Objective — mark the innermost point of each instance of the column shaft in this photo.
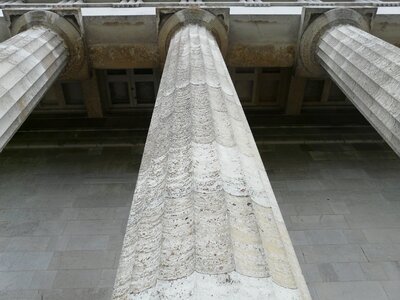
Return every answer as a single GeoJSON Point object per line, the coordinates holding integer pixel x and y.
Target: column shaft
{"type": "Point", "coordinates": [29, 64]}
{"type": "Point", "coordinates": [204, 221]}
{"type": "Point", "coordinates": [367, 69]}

* * *

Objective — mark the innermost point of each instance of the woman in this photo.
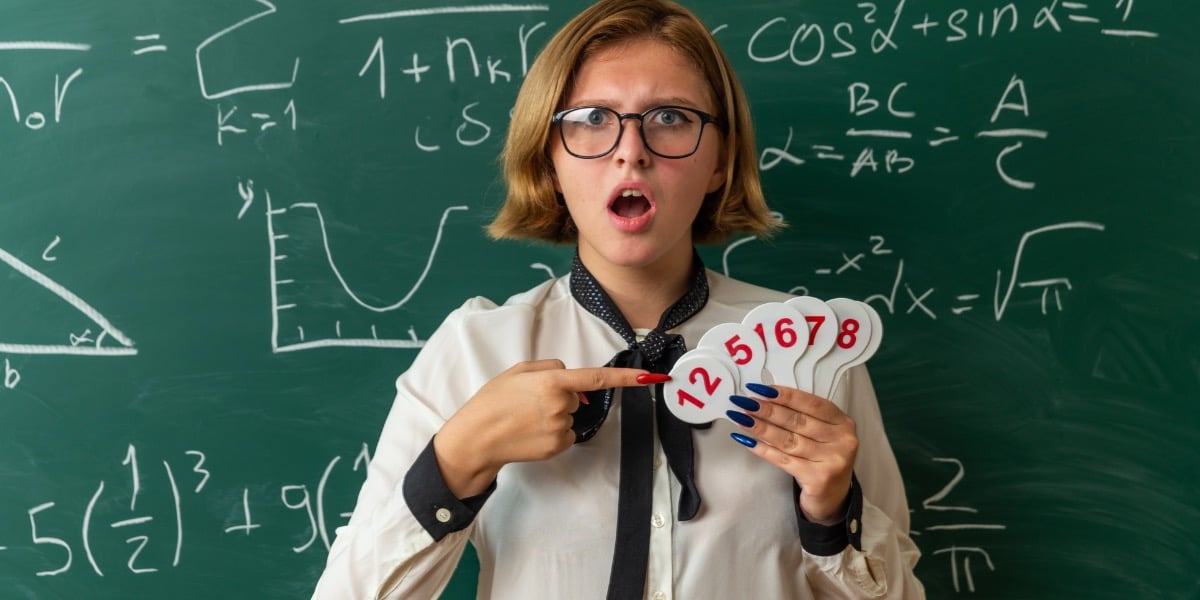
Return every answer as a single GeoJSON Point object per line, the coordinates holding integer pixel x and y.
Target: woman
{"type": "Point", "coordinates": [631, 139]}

■ Exercise brief: Copy out every line of the listing that includes the string "Objective".

■ Written answer:
Objective — mark the innermost point of each instance of the column shaft in this photo.
Objective — mark the innermost point of each instance of the woman in this photo.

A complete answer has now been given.